Source records
┌──
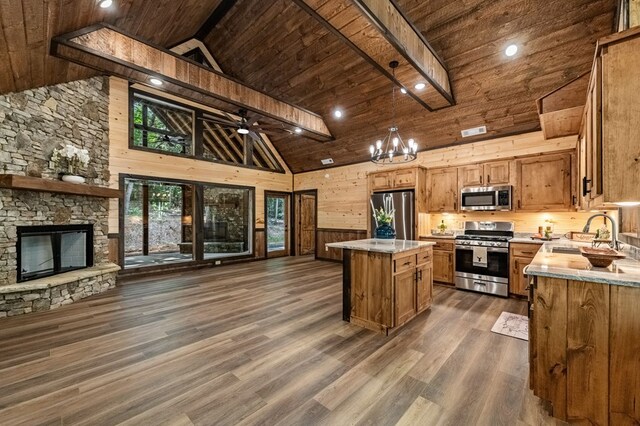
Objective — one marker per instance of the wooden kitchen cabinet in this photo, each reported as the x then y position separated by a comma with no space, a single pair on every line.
442,189
425,287
520,256
393,179
544,183
471,175
406,293
387,290
404,178
443,260
609,151
381,181
497,173
412,178
583,354
488,174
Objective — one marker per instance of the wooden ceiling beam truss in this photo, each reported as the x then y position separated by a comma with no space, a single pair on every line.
111,50
380,32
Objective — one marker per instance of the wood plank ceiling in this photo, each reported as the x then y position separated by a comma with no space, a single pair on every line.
299,60
276,47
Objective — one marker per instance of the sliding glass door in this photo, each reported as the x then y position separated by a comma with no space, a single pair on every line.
227,221
165,222
157,223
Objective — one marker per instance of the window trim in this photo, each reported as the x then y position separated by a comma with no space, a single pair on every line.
197,143
198,188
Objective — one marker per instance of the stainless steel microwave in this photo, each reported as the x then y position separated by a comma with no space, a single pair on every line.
486,198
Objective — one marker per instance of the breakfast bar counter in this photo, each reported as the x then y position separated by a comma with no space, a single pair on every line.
584,323
385,283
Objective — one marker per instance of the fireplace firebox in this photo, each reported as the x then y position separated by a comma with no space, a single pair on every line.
50,250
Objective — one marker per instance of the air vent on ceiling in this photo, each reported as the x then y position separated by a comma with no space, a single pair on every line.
474,132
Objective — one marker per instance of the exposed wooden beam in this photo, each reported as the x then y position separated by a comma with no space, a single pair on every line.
215,17
380,32
111,50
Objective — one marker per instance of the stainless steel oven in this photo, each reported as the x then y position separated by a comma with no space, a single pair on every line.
482,257
486,198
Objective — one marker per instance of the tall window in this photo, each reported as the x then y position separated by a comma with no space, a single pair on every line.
164,125
160,226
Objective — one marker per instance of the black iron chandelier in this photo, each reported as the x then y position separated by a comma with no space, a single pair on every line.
392,147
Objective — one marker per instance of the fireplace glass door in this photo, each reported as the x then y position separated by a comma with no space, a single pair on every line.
48,250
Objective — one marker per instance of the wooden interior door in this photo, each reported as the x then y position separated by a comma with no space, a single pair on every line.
306,212
276,224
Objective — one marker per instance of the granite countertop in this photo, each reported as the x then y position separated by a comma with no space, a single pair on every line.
397,246
439,237
576,267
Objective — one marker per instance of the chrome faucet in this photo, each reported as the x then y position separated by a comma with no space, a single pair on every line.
614,232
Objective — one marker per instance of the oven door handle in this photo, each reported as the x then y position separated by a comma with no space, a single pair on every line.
489,249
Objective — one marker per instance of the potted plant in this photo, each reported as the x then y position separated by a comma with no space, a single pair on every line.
384,230
71,160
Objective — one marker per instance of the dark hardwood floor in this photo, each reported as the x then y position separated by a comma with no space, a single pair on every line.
260,343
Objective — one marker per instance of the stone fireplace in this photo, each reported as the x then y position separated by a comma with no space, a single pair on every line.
44,251
60,265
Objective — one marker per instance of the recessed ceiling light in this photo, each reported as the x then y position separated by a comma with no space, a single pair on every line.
511,50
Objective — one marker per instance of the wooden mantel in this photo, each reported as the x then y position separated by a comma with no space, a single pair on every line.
27,183
109,49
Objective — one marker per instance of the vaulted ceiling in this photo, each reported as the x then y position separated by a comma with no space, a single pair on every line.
277,47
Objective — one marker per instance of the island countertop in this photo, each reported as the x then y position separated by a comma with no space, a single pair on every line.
625,272
397,246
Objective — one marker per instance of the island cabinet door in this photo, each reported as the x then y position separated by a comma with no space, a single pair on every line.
405,295
425,288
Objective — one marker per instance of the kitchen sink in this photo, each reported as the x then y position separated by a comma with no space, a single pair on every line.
566,250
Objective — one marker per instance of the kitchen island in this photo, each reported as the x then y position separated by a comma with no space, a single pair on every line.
584,336
385,284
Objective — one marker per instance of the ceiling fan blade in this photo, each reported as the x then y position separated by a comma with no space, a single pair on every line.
220,121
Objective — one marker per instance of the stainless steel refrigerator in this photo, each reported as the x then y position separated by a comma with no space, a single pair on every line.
403,218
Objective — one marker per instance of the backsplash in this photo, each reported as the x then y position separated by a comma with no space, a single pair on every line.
563,222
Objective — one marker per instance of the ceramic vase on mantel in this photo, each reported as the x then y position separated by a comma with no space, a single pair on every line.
385,232
73,179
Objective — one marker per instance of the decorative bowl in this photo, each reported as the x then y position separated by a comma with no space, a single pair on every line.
601,258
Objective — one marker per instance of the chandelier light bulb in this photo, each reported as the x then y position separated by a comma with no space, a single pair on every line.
392,144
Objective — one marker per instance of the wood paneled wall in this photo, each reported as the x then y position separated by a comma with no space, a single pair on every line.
130,161
342,191
324,236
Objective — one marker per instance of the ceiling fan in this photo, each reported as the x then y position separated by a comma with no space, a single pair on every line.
174,140
246,125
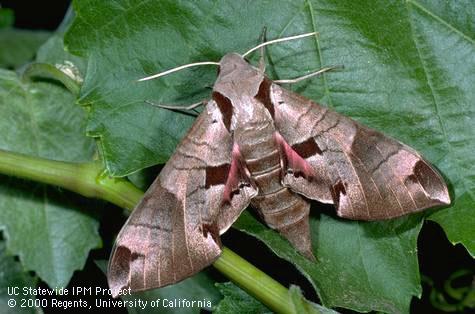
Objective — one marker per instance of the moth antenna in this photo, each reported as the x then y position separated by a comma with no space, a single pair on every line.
270,42
189,65
301,78
262,60
190,107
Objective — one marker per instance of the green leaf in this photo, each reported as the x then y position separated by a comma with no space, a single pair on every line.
296,297
237,300
18,46
52,231
408,73
7,18
360,265
199,288
13,277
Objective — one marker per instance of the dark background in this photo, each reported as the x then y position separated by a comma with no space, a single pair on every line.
437,257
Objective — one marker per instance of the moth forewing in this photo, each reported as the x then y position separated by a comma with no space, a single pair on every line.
256,142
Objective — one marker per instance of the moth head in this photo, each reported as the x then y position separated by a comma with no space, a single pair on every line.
237,78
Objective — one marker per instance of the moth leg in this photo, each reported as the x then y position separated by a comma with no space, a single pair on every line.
304,77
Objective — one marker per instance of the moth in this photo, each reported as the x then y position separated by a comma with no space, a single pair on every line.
256,143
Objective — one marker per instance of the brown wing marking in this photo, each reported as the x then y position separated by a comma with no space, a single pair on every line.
174,231
364,173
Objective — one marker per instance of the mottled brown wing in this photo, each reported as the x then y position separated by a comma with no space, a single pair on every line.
364,173
174,231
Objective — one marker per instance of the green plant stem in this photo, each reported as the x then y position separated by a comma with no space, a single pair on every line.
90,180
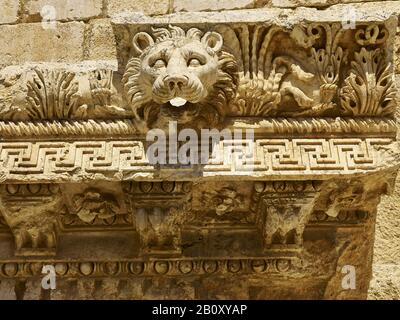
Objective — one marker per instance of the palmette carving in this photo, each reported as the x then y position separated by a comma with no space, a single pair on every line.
52,95
198,77
369,89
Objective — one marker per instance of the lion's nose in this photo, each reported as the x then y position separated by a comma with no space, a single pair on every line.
174,82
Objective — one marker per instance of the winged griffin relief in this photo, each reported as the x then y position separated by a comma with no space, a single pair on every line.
199,77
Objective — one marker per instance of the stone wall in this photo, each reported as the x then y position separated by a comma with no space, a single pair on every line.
└──
→ What this task involves
Repeat the material verbatim. Do not carry over any picture.

→ The output
Objective — one marker per instance of the wooden kitchen cabinet in this photo, each reported as the x then y position separated by a comma with no space, a single pair on every line.
442,189
425,287
520,256
393,179
544,183
471,175
406,293
387,290
404,178
443,260
609,151
381,181
497,173
412,178
583,354
488,174
Objective — one marker per instance of the wooden ceiling beam truss in this photo, each reported as the x then y position separated by a comma with no space, a single pair on every line.
111,50
380,32
Objective — one marker per instance of the wood plank ceiling in this photo, each reported as the x then y position separated by a comma with no space, a single pair on every line.
299,60
276,47
Objective — one marker per instance of the sliding glass door in this photo, each reported as the x then y position separated by a comma with no space, a single pair on every line.
227,221
165,222
157,223
Objective — one marker per instance of the window trim in this photo, each reported as the x then y position separated by a comma with no space, a single pair on every line.
197,143
198,188
Objective — one marker per instance of the stainless steel microwave in this photo, each reported as the x then y position separated by a comma with no space, a single pair on every line.
486,198
Objective — one marker per instance of the breakfast bar counter in this photo, each reported as the x then y position separated by a comma with no space, a single pair on every line.
584,323
385,283
Objective — one marker per instance of the fireplace firebox in this photo, each reported as the x then y position separated by a comma with no space, a single pair on every line.
50,250
Objective — one marker per instance of the air vent on ceiling in this photo, each reported as the x then y position separated by a comma with no space, a single pair on every line.
474,132
Objective — one marker per instance of the exposed wooden beam in this photo, each reported as the x then y position separated by a comma with no space, a single pair on every line.
215,17
380,32
111,50
Objective — one marker per instance of the stainless steel oven in this photo, each reported as the x then y position separated by a comma with no space, a single pair on every line.
482,257
486,198
Objective — one marker per instance of the tall window in this photo, each reported as the x then y position separated by a comma with no space, a single pair on every line.
164,125
160,226
Objective — one marker per instance of the black iron chandelier in this photo, each reported as the x then y position separated by a comma with no space, a single pair on every line.
392,147
Objective — one marker per instance of the fireplace glass door in this photo, each reported as the x then y position separated by a comma with no space, a single pair on every line.
48,250
Objective — one marker per instance of the wooden interior door in this photo, each reported as the x then y position separated by a comma with no space, a single pair on every line.
306,212
276,224
Objective — one marker per instance of the granite countertop in this photo, each reported as the x then y position separated by a comma with no space, a single pair on every line.
397,246
439,237
576,267
Objective — one marker per instance of the chrome faucet in this photo, each reported as the x then y position separated by a comma with no space, a single pair on every line.
614,232
Objective — one marker per instance of the oven door handle in this photo, each reported as the x then y position separated by a comma with no space, a single pair on every line.
489,249
Objective — one marker per instance of the potted plant in this photo, each reported as the x then y position separated by a comma with no space, a single pair on every line.
384,230
71,160
Objective — one marker per instance of the dark hardwood floor in this photo, each reported as the x then y position separated by a comma with no space, a single pair on every line.
260,343
Objective — one marker per instance of the stone fireplace in this photo, each reported as the x then y position separated by a comma with no space, a single pair on every line.
44,251
60,265
Objective — one marker per instance of the recessed ceiling light in this photo, each reported as the x then y position separated by a comma with no space, a single pair on every line.
511,50
Objective — one marker per instance of the wooden mantel in this photo, each reported as the x then y position separated by a comma with no space, a single pair on every line.
27,183
109,49
Objective — one marker per instance of the vaulted ceiling in this photo, each reported as the x then y position separated by a comma with no space, a single pair on every line.
277,47
Objective — one marker per instance of the island countertop in this photo, each reported as the x then y position separated by a comma with no space, a single pair on every line.
625,272
397,246
Objective — one marker per instance of the island cabinet door in this photo, each reported as the x then y position separated by a comma with no space, a single pair on every line.
405,295
425,288
Objective — one marker per instance of the kitchen sink in this photo, each reported as the x then y position separated by a comma with no space, a single pair on every line.
566,250
Objective — one marker per instance of the kitchen island in this photo, each reported as the x then y position separated by a comma with no space, a single pair on every line.
584,336
385,284
Objective — one marker per instance of the ceiling fan blade in this photo, each reported as the x then y position separated by a comma with no space, a single pair on every line.
220,121
Objective — one marker per instance of the stainless steel refrigerator in this photo, each reported as the x then y position separated by a comma with no space, a single pair on every line.
403,218
Objective — one marker per instance of the backsplash in this photo, each reported as the x then y position separated by a comma with no space, a single pair on every line.
563,222
Objective — one marker per instance of the ceramic vase on mantel in this photo, each reported as the x then y position separated by a comma with no space, a single pair on every line.
385,232
73,179
Objective — one marker per instance of the decorative bowl in this photo, each reported as the x then y position separated by a comma with no space, a single pair on every line.
601,258
Objective — one marker per instance of the chandelier light bulb in this photo, each reported as the x then y position separated by a comma with no space, a single pair on every line.
392,144
Objective — one marker per instance of the wood paneled wall in this photo, each reported as the x then y position separated by a comma with no space, a single pair on every line.
130,161
342,191
324,236
Objective — one marker per instance of the ceiling fan in this photo, each reported as the x then y position separated by a comma with no space, a single pair on every line.
174,140
246,125
Objective — one marker per instance of the moth antenna in this photo, each reported as the x then y position separated by a comma with no space, a single pair on every line.
270,42
189,65
301,78
262,60
190,107
Objective — one marker per instance of the green leaf in this photo, each reported as the x then y position separated by a comma with no space, a single pair on every line.
296,297
237,300
18,46
52,231
408,73
7,18
360,265
199,288
13,277
Objective — one marker per instance of the dark background in this photo, each reported as the x then y position separated by a comma with no space, a single pair on every line.
437,257
Objective — one marker per instance of the moth forewing in this photo, each reported as the x then y position separated by a comma with no space, a single pair on every line.
256,142
Objective — one marker per instance of the moth head in this photo, each reported as the x then y position separated by a comma with no space, a single pair on every line.
237,78
Objective — one marker per instance of the moth leg in this photo, each reported as the x then y position separated by a comma with no space, a single pair on every line.
304,77
Objective — one marker per instance of the moth in this photo, each reported as the x then y position separated by a comma with no space, a single pair on every line.
256,143
Objective — one marker per instance of the brown wing marking in this photo, each reported as the x then y position separated by a comma with no space, a single pair on every line.
174,231
364,173
Objective — one marker per instance of the mottled brown wing in this photo, each reported as the x then y position separated by a comma with no space, a single pair on every line.
364,173
174,231
Objective — one marker per instance of the green plant stem in this photo, each reported as the x then y position separated by a comma with no space, a single pair on every line.
90,180
Objective — one marker per instance of the palmette carving in this photo, each reported as the x then y position separated by a comma with no space, a single pair on every line.
52,95
198,77
369,89
Objective — one marker per instance of the lion's nose in this photo, each reported as the x then y position separated by a comma with no space, a single pair on every line.
174,82
Objective — one marker per instance of the winged griffin relief in this photo, each reported as the x then y position separated by a comma with no space, a single pair on every line.
199,77
Objective — one marker per instance of the stone wall in this photo, each reported as the x then y position separated by a comma with no space, a single pair on every line.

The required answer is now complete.